Records from a dataset:
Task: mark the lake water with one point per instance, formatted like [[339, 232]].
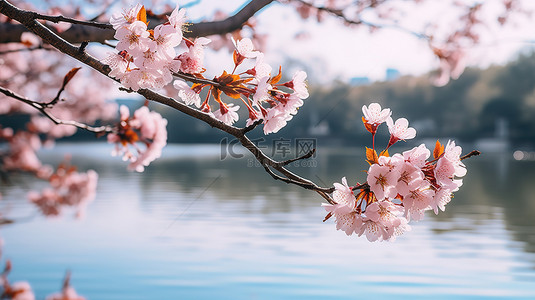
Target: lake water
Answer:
[[195, 227]]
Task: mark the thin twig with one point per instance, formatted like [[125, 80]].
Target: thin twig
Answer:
[[57, 19], [309, 154], [252, 126], [23, 49], [472, 153]]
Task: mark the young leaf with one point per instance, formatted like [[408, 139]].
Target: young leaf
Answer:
[[369, 127], [371, 156], [277, 78], [142, 15], [69, 76], [439, 150], [384, 153]]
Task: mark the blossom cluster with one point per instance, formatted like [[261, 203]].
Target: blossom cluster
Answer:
[[398, 188], [147, 58], [67, 188], [146, 132]]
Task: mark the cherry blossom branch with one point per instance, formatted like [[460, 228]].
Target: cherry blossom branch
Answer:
[[27, 19], [472, 153], [23, 49], [305, 156], [82, 31], [60, 18], [230, 24], [41, 107]]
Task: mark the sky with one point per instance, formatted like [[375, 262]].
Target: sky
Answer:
[[333, 51]]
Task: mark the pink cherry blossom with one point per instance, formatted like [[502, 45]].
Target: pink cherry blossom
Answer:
[[290, 104], [383, 222], [274, 120], [192, 61], [153, 128], [373, 230], [133, 38], [382, 181], [344, 198], [68, 188], [418, 200], [118, 63], [442, 197], [23, 146], [185, 93], [417, 156], [29, 39], [166, 38], [298, 84], [147, 128], [374, 115], [227, 114], [119, 20], [399, 130], [408, 175], [178, 18], [245, 48], [261, 69], [262, 90]]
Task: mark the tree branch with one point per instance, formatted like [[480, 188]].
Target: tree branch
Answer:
[[26, 18], [82, 31]]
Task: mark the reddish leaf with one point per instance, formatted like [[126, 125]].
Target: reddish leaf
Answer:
[[142, 15], [384, 153], [371, 156], [277, 78], [70, 75], [439, 150], [371, 129]]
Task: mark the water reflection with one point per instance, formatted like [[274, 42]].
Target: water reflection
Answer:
[[195, 227]]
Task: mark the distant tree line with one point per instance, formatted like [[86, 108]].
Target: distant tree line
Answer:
[[467, 108]]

Aim of the task:
Give the lines above as a two-column CSV with the headers "request" and "points", one row per line, where each field is quoted and any line breaks become spaces. Leave the pictures out.

Exercise output:
request,points
"Task: mark the lake water with one point per instance, formatted like [[339, 232]]. Target: lake water Answer:","[[195, 227]]"
"Task: mark the thin twig with one point per instance, formatted like [[125, 80]]. Target: thin twig Answer:","[[57, 19], [309, 154], [252, 126], [23, 49], [472, 153]]"
"Task: mark the young leaf with one point per instance, formatted like [[408, 139]]. Target: young leaf Answer:","[[369, 127], [371, 156], [277, 78], [142, 15], [69, 76], [439, 150], [384, 153]]"
"Task: mark the blossom cluster with one point per instance, formatted like [[261, 203]]. Target: blossom cluster Answer:","[[398, 188], [147, 58], [67, 188], [146, 132]]"
"Task: mark the cherry blossom branch with one point per instance, formatted like [[460, 228]]. Target: cherry blossom branch Answer:","[[27, 19], [472, 153], [23, 49], [305, 156], [82, 31], [60, 18], [230, 24], [41, 107]]"
"Task: mark the sky with one point per instance, formatted like [[375, 262]]. Target: sky Answer:","[[333, 51]]"
"Task: mark the pink cherry blossom with one point per instance, formatted like [[502, 45]]. Target: pink cherry blossom Answer:","[[290, 104], [383, 222], [274, 120], [192, 61], [153, 128], [373, 230], [133, 38], [382, 181], [344, 198], [68, 188], [418, 200], [118, 63], [442, 197], [23, 146], [185, 93], [417, 156], [29, 39], [166, 38], [298, 84], [147, 128], [374, 115], [227, 114], [119, 20], [399, 130], [408, 175], [178, 18], [245, 48], [261, 69], [262, 90]]"
"Task: mark the tree branch with one point per instance, formatted like [[480, 188]]. Target: tree branch Answer:","[[26, 18], [82, 31]]"
"Task: mark the reddish leaf with one point per instance, formatted like [[126, 125]]. Target: reddish leaf Answer:","[[142, 15], [384, 153], [371, 156], [277, 78], [70, 75], [439, 150], [371, 129]]"
"Task: mark the water reflection with one point per instance, formatted like [[274, 42]]. Target: water reflection Answer:","[[195, 227]]"
"Task: mark the distant tree line with one point per instance, formatted like [[86, 108]]. Target: distant tree line Answer:","[[467, 108]]"